Only LB and LBU prove the correct spec, though they remain incomplete due to sorry.
LD has no theorem: the file contains definitions but no proof, despite having fully extracted constraints.
Beyond the 62-opcode claim, FENCE is part of the RV64I base integer ISA and is required for compliance, but it has never been implemented by SP1, neither in the executor nor in the constraint system.
Accounting for all issues, 51 of the 62 claimed opcodes have complete, correct proofs: 40 ALU-related (all except SLTI), 7 control-flow (JAL and all six branches), and 4 stores (SB, SH, SW, SD).
Recommendations for communicating and validating formal verification
Formal verification is often spoken of as the ultimate form of security analysis, one that might even remove the need for other safeguards such as implementation diversity, testing, and auditing of source code. This makes it incredibly important that the verification efforts are done with great care, and that the communication of results is always precise.
Regarding the code used in formal verification, whether in specifications, extractions, or theorem proving, it is incumbent upon practitioners to maximize clarity. With AI improving dramatically in recent years, one could argue that 'code quality' matters less and less. By the same token, AI agents can easily rewrite code for clarity, and as long as human validation is part of the process of producing critical systems, it is prudent to use abstractions and patterns of development that make the code readable.
Regarding organization, a particular practice we suggest is having a small number of encapsulating theorems. It is harder to reason upward from many small individual theorems to a statement about the system in its entirety, and global theorems likely imply that more expressive abstractions exist.
+++++
Copy the excerpt on SP1's formal verification word for word, starting at "Beyond the 62-opcode" and ending at "SH, SW, SD).". The listing plays no part here.

Record extracts:
+++++
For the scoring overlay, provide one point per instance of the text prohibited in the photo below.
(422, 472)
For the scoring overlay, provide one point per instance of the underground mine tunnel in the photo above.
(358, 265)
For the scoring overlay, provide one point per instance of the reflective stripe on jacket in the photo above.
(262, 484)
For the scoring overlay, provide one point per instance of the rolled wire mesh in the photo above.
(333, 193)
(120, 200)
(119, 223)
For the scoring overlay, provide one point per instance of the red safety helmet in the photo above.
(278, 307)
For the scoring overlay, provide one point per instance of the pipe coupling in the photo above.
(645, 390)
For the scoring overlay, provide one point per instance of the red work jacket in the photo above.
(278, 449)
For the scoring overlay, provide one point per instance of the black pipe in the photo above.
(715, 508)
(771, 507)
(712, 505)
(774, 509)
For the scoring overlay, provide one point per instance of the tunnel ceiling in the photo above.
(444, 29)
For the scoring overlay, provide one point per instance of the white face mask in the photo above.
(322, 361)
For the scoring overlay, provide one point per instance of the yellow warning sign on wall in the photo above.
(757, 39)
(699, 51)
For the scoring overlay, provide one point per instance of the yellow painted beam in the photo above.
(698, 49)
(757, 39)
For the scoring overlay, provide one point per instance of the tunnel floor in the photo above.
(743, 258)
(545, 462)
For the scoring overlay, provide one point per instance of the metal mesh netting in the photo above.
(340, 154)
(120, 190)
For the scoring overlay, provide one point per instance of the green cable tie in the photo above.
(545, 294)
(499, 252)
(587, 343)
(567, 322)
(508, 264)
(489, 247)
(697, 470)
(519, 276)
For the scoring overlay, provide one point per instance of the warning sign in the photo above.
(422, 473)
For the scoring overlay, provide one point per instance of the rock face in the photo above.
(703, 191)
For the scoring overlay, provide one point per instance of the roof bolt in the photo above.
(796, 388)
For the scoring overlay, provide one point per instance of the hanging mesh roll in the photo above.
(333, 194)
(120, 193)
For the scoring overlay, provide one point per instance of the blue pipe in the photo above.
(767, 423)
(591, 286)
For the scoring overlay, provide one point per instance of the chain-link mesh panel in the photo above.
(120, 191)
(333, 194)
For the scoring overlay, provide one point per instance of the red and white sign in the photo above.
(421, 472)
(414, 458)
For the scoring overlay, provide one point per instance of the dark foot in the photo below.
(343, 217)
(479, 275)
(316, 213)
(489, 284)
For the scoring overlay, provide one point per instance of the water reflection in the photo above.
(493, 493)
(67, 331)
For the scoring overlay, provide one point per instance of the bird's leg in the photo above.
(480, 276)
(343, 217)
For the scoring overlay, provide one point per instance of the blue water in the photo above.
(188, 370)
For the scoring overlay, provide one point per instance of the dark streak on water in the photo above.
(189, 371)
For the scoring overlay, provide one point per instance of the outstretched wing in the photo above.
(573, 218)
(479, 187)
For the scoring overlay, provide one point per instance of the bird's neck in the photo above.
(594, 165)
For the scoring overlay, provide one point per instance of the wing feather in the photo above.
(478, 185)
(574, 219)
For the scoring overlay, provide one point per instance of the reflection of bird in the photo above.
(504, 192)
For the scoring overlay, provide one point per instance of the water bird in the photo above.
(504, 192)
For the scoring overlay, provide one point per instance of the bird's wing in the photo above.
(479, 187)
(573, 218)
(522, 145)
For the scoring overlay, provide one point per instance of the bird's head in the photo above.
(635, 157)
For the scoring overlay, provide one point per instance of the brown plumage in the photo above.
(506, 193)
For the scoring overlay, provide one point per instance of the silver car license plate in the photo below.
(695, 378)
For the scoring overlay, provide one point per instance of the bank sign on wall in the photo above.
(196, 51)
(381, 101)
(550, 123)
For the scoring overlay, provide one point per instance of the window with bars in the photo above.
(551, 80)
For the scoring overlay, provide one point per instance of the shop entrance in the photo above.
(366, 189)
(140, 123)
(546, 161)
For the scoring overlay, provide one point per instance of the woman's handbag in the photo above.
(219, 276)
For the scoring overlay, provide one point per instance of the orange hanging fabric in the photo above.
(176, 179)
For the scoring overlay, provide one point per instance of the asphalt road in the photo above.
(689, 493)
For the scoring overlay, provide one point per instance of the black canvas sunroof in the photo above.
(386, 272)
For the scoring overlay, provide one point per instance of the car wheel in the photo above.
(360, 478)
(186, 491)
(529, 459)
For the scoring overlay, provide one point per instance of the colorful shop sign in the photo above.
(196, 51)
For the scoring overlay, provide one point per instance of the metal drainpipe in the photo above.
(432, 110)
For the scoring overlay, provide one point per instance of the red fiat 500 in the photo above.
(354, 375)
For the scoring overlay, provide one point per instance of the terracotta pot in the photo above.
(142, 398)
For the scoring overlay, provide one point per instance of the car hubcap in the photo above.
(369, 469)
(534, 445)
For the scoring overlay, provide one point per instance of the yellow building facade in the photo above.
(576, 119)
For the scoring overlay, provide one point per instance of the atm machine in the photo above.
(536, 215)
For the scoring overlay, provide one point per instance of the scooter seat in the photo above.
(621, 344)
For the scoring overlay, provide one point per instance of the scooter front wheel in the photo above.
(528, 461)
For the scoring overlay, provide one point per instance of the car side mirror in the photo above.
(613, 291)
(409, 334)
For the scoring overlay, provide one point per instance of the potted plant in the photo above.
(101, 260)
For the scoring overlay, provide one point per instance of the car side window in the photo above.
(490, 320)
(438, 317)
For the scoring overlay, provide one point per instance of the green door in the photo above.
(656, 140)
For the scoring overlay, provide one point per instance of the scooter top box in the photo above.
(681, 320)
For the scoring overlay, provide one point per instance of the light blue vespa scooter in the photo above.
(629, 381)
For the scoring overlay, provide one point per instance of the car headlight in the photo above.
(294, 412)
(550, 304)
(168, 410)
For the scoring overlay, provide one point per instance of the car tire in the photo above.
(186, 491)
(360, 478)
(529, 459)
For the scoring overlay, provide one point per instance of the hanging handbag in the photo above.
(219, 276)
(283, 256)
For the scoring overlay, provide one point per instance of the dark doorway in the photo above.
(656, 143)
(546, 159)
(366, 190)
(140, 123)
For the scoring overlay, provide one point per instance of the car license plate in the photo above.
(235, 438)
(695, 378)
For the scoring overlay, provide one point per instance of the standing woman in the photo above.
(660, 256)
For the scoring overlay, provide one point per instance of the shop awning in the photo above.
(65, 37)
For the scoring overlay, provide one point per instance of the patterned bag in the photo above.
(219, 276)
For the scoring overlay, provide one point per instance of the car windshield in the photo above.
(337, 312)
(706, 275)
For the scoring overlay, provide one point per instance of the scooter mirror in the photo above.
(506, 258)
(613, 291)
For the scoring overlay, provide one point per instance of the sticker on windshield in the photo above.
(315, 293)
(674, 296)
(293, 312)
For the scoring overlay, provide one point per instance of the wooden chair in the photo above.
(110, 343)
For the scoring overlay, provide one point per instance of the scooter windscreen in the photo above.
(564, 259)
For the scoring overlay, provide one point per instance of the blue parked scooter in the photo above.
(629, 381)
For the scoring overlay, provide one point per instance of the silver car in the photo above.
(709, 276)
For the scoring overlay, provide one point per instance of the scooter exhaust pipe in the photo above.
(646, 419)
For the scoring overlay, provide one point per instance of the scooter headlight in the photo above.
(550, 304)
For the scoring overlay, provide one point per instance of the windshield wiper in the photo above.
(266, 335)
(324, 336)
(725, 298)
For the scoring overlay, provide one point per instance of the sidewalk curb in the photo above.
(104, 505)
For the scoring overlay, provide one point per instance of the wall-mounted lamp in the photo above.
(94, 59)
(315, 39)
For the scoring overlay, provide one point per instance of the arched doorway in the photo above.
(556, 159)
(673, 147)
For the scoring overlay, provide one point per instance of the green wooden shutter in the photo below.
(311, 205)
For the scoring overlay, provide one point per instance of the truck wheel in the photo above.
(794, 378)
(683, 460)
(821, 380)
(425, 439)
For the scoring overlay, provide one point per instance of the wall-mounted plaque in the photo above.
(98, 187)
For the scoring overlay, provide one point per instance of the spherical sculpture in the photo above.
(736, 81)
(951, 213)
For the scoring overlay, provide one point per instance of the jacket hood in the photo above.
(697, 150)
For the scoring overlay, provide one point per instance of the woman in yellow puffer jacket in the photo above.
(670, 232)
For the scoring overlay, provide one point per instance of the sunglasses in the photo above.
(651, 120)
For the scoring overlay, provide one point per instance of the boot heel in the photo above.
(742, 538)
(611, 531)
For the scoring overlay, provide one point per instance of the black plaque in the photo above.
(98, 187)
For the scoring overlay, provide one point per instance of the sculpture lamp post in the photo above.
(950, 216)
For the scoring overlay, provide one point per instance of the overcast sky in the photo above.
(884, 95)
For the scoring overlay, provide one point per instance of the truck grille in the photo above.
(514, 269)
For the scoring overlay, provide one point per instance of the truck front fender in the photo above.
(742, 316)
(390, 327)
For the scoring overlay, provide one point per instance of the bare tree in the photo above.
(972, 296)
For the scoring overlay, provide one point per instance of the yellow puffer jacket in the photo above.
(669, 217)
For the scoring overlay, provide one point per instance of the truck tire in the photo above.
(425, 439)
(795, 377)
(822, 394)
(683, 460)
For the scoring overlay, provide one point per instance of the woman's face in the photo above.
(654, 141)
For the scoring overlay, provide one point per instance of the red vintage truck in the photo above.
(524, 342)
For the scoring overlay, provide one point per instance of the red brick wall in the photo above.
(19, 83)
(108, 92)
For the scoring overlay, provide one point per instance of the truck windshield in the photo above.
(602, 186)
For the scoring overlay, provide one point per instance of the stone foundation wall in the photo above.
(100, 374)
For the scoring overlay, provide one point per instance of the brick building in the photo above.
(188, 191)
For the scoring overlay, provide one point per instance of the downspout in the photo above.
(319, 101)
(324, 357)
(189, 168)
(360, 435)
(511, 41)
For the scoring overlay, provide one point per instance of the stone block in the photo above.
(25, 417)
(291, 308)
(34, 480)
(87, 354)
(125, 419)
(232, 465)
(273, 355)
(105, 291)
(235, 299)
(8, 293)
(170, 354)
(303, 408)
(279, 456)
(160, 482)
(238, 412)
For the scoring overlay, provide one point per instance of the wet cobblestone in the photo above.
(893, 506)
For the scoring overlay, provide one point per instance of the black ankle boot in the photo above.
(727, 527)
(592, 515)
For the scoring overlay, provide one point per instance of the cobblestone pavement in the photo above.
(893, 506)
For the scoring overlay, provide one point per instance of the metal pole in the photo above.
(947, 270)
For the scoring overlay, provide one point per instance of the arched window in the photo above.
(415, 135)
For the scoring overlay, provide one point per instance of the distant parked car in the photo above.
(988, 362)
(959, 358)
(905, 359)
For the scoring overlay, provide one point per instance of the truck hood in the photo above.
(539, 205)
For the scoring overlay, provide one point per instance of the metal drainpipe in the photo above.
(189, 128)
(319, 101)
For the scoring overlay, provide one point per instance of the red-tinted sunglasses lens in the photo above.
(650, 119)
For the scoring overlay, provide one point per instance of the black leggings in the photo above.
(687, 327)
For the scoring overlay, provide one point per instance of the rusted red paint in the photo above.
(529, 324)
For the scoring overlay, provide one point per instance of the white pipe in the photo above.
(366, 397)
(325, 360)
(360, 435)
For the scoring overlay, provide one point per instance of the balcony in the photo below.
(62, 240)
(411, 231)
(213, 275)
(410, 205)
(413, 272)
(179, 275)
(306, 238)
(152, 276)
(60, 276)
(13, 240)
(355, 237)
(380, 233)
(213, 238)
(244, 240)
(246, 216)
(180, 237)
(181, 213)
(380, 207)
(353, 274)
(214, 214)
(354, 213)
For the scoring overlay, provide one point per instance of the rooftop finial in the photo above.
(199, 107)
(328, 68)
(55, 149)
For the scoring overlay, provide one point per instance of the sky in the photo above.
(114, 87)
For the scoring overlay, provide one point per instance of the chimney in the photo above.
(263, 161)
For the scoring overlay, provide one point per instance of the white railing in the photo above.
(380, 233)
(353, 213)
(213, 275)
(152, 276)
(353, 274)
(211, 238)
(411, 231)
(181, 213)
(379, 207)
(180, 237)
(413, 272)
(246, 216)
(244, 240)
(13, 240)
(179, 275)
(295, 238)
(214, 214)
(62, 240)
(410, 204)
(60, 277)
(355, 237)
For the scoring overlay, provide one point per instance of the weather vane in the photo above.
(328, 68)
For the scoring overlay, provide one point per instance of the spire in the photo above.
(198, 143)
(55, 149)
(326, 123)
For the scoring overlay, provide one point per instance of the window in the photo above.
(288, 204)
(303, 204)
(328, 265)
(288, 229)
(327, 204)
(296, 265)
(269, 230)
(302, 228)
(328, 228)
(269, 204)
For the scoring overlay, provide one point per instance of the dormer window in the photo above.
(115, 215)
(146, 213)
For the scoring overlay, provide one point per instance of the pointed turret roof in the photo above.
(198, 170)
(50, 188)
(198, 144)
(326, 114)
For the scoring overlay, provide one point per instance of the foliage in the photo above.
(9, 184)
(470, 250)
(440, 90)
+++++
Answer to this exercise:
Beyond the 62-opcode claim, FENCE is part of the RV64I base integer ISA and is required for compliance, but it has never been implemented by SP1, neither in the executor nor in the constraint system.
Accounting for all issues, 51 of the 62 claimed opcodes have complete, correct proofs: 40 ALU-related (all except SLTI), 7 control-flow (JAL and all six branches), and 4 stores (SB, SH, SW, SD).